*WORK TO DO*.
Copy out all the records, word for word.

Pointing dataset excerpts:
* START *

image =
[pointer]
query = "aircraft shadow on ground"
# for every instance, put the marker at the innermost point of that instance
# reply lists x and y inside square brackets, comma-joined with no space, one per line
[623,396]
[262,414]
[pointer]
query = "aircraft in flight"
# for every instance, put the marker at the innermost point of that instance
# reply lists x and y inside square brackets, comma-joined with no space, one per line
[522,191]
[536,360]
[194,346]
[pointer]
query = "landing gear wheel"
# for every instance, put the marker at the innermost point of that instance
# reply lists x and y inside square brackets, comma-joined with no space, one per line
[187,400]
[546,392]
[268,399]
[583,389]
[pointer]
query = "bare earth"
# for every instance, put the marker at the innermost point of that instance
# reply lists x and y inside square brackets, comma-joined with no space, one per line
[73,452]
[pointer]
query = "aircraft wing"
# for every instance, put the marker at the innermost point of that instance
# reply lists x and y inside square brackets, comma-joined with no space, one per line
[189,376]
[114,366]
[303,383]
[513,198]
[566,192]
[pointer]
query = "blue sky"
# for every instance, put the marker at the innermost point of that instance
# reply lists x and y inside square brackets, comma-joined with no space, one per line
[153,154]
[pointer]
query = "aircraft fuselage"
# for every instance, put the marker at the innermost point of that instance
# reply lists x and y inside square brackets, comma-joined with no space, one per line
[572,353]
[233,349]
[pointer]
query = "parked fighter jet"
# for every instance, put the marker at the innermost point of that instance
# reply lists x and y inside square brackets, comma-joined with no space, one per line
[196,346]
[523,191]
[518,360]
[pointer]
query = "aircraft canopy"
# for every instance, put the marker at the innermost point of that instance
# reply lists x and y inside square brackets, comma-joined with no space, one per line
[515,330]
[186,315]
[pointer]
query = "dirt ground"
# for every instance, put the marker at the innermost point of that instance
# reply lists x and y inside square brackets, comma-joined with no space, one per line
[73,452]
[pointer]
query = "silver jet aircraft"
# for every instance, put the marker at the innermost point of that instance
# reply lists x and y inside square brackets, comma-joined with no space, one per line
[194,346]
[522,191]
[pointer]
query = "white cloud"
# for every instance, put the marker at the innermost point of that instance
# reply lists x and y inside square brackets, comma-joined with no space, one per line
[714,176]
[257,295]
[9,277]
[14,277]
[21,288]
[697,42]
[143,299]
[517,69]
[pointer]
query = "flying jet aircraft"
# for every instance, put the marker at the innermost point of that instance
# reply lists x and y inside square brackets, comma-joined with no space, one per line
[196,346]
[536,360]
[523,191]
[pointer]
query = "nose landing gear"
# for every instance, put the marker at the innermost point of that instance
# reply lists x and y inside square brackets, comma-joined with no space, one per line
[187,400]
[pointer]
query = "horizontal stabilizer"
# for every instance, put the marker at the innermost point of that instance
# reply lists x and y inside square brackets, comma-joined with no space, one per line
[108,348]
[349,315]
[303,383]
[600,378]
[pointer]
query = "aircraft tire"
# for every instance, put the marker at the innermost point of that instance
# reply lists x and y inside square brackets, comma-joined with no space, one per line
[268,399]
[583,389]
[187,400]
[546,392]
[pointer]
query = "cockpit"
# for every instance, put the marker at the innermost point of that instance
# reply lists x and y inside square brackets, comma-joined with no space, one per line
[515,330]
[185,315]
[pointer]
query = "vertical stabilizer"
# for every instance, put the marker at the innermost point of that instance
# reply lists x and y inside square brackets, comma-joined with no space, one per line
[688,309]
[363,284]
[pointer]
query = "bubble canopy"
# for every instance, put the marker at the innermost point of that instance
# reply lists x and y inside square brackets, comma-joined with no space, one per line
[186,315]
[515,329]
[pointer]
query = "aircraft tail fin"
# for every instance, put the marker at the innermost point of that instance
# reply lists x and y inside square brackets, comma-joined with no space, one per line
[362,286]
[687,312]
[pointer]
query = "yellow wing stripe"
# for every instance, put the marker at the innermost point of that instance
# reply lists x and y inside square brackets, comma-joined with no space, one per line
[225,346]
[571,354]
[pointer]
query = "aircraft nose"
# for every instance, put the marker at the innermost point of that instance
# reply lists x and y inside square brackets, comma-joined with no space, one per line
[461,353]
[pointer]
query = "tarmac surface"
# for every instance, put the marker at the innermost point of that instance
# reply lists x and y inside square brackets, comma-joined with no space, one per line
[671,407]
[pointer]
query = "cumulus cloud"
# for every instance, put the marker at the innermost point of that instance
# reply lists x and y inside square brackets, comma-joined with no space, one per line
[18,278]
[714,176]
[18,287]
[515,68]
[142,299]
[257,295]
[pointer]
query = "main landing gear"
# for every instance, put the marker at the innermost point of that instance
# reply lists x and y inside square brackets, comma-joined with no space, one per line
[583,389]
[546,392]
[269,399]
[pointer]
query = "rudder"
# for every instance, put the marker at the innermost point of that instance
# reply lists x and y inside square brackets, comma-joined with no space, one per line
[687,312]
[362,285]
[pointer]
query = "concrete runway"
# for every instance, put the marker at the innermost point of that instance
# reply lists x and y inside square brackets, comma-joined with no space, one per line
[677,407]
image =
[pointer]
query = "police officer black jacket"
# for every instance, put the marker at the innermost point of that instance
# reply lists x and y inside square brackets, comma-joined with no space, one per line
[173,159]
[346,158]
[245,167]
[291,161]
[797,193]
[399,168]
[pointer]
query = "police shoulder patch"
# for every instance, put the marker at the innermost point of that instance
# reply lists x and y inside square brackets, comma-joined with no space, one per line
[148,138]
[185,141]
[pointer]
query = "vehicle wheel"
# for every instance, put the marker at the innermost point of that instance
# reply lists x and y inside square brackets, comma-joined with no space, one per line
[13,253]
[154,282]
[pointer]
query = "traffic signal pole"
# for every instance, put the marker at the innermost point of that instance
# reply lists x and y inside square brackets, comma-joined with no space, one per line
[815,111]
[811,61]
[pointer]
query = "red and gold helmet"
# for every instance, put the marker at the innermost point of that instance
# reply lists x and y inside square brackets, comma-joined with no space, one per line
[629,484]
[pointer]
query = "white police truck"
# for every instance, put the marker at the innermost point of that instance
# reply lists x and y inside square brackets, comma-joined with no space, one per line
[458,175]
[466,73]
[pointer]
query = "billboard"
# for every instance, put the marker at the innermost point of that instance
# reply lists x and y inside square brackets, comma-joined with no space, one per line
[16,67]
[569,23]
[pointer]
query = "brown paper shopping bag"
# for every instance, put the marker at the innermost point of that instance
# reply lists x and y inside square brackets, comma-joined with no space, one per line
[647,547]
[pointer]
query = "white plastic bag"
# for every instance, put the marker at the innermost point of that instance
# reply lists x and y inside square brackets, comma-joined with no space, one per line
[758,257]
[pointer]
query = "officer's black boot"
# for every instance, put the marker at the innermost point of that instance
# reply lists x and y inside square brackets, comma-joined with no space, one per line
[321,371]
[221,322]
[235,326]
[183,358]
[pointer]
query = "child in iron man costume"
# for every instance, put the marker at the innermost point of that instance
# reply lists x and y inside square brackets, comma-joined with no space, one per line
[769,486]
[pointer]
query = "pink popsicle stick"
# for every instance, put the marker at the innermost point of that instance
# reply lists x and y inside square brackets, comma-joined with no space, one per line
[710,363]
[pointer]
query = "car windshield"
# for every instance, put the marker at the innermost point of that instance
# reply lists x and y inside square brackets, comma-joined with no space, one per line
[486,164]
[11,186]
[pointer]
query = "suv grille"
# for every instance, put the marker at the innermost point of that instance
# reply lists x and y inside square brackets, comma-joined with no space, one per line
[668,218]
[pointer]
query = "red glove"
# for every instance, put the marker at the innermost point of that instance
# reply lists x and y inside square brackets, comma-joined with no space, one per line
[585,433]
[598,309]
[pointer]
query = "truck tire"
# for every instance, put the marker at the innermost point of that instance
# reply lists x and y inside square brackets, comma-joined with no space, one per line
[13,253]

* END *

*FINISHED EXERCISE*.
image =
[pointer]
query = "aircraft shadow on ground"
# for every instance, put the marker at the innermost point of that instance
# reply lists x and y inside square brackets, comma-joined with no space, one per line
[623,396]
[262,414]
[pointer]
query = "aircraft in flight"
# for every instance, put the marker at the innermost point of that instance
# reply lists x and y inside square brackets, comma-joined with no space, one per line
[522,191]
[536,360]
[194,346]
[pointer]
query = "landing gear wheel"
# for every instance, put the marker at the innermost point of that instance
# reply lists x and y inside square brackets, comma-joined with no space, one per line
[187,400]
[546,392]
[268,399]
[583,389]
[pointer]
query = "bare earth"
# for every instance, put the marker at the innermost point of that instance
# reply lists x and y inside square brackets, comma-joined with no space, one per line
[73,452]
[pointer]
query = "aircraft wing"
# for every instance, put the marker at the innermost point of that instance
# reply lists x and y inside square brackets, comma-joined with no space, one per line
[189,376]
[114,366]
[303,383]
[513,198]
[566,192]
[pointer]
query = "blue sky"
# for every instance, put the marker at the innermost point of that instance
# reply lists x and y inside square brackets, comma-joined with no space, one per line
[153,154]
[pointer]
query = "aircraft fuselage"
# for every instance, put the marker at the innermost point of that instance
# reply lists x and y inside square brackets, comma-joined with no space, one per line
[572,353]
[233,349]
[pointer]
query = "parked fighter jet"
# for every instance, put the marker at the innermost point of that instance
# reply lists x and y inside square brackets, comma-joined with no space, one per line
[196,346]
[523,191]
[518,360]
[pointer]
query = "aircraft canopy"
# for every instance, put the marker at the innermost point of that instance
# reply lists x and y inside square brackets, comma-joined with no space, one per line
[515,330]
[186,315]
[pointer]
query = "dirt ground"
# for every instance, put the marker at the innermost point of that instance
# reply lists x and y inside square brackets, comma-joined with no space, one per line
[73,452]
[pointer]
query = "silver jet aircraft"
# for every instance, put the marker at the innermost point of that instance
# reply lists x and y inside square brackets, comma-joined with no space, one per line
[194,346]
[522,191]
[pointer]
query = "white cloud"
# for every instance, put the marker at the innermost point of that instance
# reply lists x and y inside square brackets, comma-joined with no space, one per line
[714,176]
[257,295]
[9,277]
[14,277]
[21,288]
[697,42]
[143,299]
[517,69]
[pointer]
query = "flying jet aircraft"
# for every instance, put the marker at the innermost point of that instance
# reply lists x and y inside square brackets, comma-joined with no space, one per line
[196,346]
[536,360]
[523,191]
[pointer]
query = "nose landing gear"
# for every instance, put the marker at the innermost point of that instance
# reply lists x and y inside square brackets, comma-joined with no space, one per line
[187,400]
[pointer]
query = "horizontal stabilizer"
# for every instance, put the marker at the innermost point of that instance
# reply lists x and y inside square brackets, comma-joined with no space, one per line
[108,348]
[349,315]
[303,383]
[600,378]
[pointer]
query = "aircraft tire"
# for every instance, put the marker at the innermost point of that instance
# reply lists x and y inside square brackets, comma-joined with no space, one per line
[268,399]
[583,389]
[187,400]
[546,392]
[pointer]
query = "cockpit"
# for every instance, put the marker at the innermost point of that instance
# reply lists x and y inside square brackets, comma-joined with no space, one per line
[515,330]
[185,315]
[pointer]
query = "vertical stabilizer"
# for every instance, put the marker at the innermost point of that instance
# reply lists x and y inside square brackets, comma-joined with no space, one per line
[688,309]
[363,284]
[pointer]
query = "bubble canopy"
# for every instance, put the marker at the innermost point of that instance
# reply lists x and y inside square brackets, comma-joined with no space, one per line
[186,315]
[515,329]
[pointer]
query = "aircraft tail fin"
# for every instance, put the marker at the innermost point of that instance
# reply lists x and y inside square brackets, comma-joined with no space, one per line
[362,286]
[687,312]
[pointer]
query = "yellow wing stripe"
# for every instance, put the marker at the innermost point of that instance
# reply lists x and y inside square brackets, comma-joined with no space, one per line
[225,346]
[571,354]
[pointer]
query = "aircraft nose"
# for every instance, put the marker at the innermost point of that instance
# reply lists x and y inside square brackets, comma-joined with no space, one per line
[461,353]
[pointer]
query = "tarmac surface"
# for every instance, put the marker at the innermost point of that instance
# reply lists x and y inside square brackets, comma-joined with no space, one per line
[671,407]
[pointer]
query = "cumulus cloud"
# for every instance, put the marker at the innermost point of that instance
# reply lists x and y inside square brackets, comma-joined with no space, one per line
[18,278]
[714,176]
[18,287]
[515,68]
[142,299]
[257,295]
[pointer]
query = "main landing gear"
# for every instance, put the marker at the innermost point of that instance
# reply lists x and y inside square brackets, comma-joined with no space, one per line
[583,389]
[546,392]
[269,399]
[pointer]
query = "rudder"
# for every instance, put the marker at the innermost point of that instance
# reply lists x and y inside square brackets, comma-joined with no space, one per line
[687,312]
[362,285]
[pointer]
query = "concrete runway"
# for every instance, put the marker at the innermost point of that instance
# reply lists x and y inside square brackets, comma-joined with no space, one per line
[677,407]
image =
[pointer]
query = "police officer black jacket"
# for every instance, put the marker at the innermost point of that instance
# reply lists x and y inside square brackets, comma-joined with no space, one per line
[173,159]
[346,158]
[245,167]
[291,161]
[797,193]
[399,168]
[pointer]
query = "police shoulder patch"
# for every instance, put the marker at the innermost point of that instance
# reply lists x and y inside square brackets, comma-joined with no space, one per line
[148,138]
[185,141]
[pointer]
query = "vehicle wheel"
# for every instance, put the marker at the innermost point of that instance
# reply lists x and y inside square brackets, comma-joined with no space, one per line
[13,253]
[154,282]
[pointer]
query = "traffic signal pole"
# for every instance, put the marker at the innermost point of that instance
# reply lists x and y inside square brackets, comma-joined with no space, one per line
[815,111]
[811,61]
[pointer]
query = "red and gold helmet"
# for every instance, put the marker at the innermost point of that instance
# reply lists x and y inside square brackets, comma-joined with no space, one per line
[629,484]
[pointer]
query = "white police truck"
# for every instance, put the marker at the innermost point of that instance
# reply lists x and y inside square brackets, comma-joined with no space, one per line
[458,175]
[466,73]
[pointer]
query = "billboard"
# for every instance, put the marker at the innermost point of that instance
# reply lists x and y inside square brackets, comma-joined with no space, one per line
[16,67]
[569,23]
[pointer]
query = "brown paper shopping bag"
# for every instance, put the marker at the innermost point of that instance
# reply lists x and y inside square brackets, comma-joined with no space, one per line
[647,547]
[pointer]
query = "white plastic bag"
# for every instance, put the marker at the innermost point of that instance
# reply lists x and y inside square brackets, comma-joined with no space, one per line
[758,257]
[pointer]
query = "officer's black boot"
# for every instance, put the marker at the innermost point of that instance
# reply lists x and y inside square brackets, comma-joined with no space, one per line
[321,371]
[221,322]
[235,326]
[183,358]
[pointer]
query = "child in iron man costume"
# for every instance, put the marker at the innermost point of that instance
# reply lists x and y inside square brackets, comma-joined with no space, one per line
[769,486]
[pointer]
query = "pink popsicle stick"
# for every instance, put the marker at the innermost point of that instance
# reply lists x and y inside square brackets, comma-joined with no space, one per line
[710,363]
[pointer]
query = "car windshield"
# for every instance, put the marker at the innermost point of that instance
# reply lists x and y inside square brackets, comma-joined with no space, one per line
[486,164]
[11,186]
[pointer]
query = "suv grille"
# for every instance, put the marker at the innermost point of that instance
# reply lists x and y inside square brackets, comma-joined with no space, one per line
[668,218]
[pointer]
query = "red glove"
# for every instance, put the marker at the innermost point of that instance
# reply lists x and y inside square brackets, comma-joined with no space, one per line
[585,433]
[598,309]
[pointer]
query = "truck tire"
# for every instance, put the marker at the innermost point of that instance
# reply lists x and y inside square brackets, comma-joined with no space, one per line
[13,253]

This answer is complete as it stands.